Items from a labeling collection:

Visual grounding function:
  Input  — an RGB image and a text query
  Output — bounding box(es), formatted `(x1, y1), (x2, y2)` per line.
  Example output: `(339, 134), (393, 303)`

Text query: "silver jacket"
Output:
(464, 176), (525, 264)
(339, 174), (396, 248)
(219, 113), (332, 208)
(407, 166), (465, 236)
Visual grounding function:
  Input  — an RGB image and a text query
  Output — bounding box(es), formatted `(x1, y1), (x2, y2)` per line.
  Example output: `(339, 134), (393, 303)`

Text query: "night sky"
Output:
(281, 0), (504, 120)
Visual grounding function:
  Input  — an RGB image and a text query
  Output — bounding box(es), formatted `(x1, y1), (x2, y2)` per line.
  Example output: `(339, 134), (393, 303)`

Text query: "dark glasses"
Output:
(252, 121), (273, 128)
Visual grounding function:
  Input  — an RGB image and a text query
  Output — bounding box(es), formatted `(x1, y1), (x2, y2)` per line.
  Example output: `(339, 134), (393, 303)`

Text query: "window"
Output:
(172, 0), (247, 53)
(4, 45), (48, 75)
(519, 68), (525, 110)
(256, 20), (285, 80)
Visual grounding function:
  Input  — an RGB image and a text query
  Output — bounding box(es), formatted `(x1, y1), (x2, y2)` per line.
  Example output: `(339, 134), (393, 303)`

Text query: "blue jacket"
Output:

▶ _PROMPT_
Write out every line of the records above again, requests included, and add 71 to each coordinate in the answers. Leave all other numbers unchanged, including those in the format samples.

▶ _OUTPUT_
Visual grounding function:
  Input  — an RGB image and a text query
  Output — bounding box(es), formatted `(x1, y1), (x2, y2)` per line.
  Example output: `(339, 134), (393, 303)`

Text query: "silver jacket"
Output:
(535, 247), (596, 335)
(410, 245), (467, 319)
(290, 184), (403, 279)
(478, 237), (536, 307)
Visual grounding function:
  Input  — an RGB image and a text query
  Output — bounding box(es), formatted `(x1, y1), (x2, y2)` per line.
  Example output: `(339, 134), (393, 303)`

Text query: "night sky"
Output:
(352, 71), (575, 191)
Visual grounding function:
  Input  — an RGB image and a text query
  Output — bounding box(es), formatted `(x1, y1), (x2, y2)` per line.
  Example output: `(339, 134), (393, 303)`

Text query: "dark glasses"
Output:
(323, 192), (344, 199)
Visual grounding function:
  Input  — an RGB image and a text query
  Output — bounding box(es), formatted `(x1, y1), (x2, y2)` per line.
  Example output: `(339, 134), (393, 303)`

Text query: "window"
Output:
(243, 71), (318, 124)
(75, 116), (119, 146)
(590, 139), (596, 181)
(327, 91), (356, 151)
Visual grounding function:
  Input  — an RGB image and a text query
  Output — bounding box(es), formatted `(x1, y1), (x2, y2)` per line.
  Example output: `(339, 134), (393, 303)`

Text query: "blue jacket"
Output:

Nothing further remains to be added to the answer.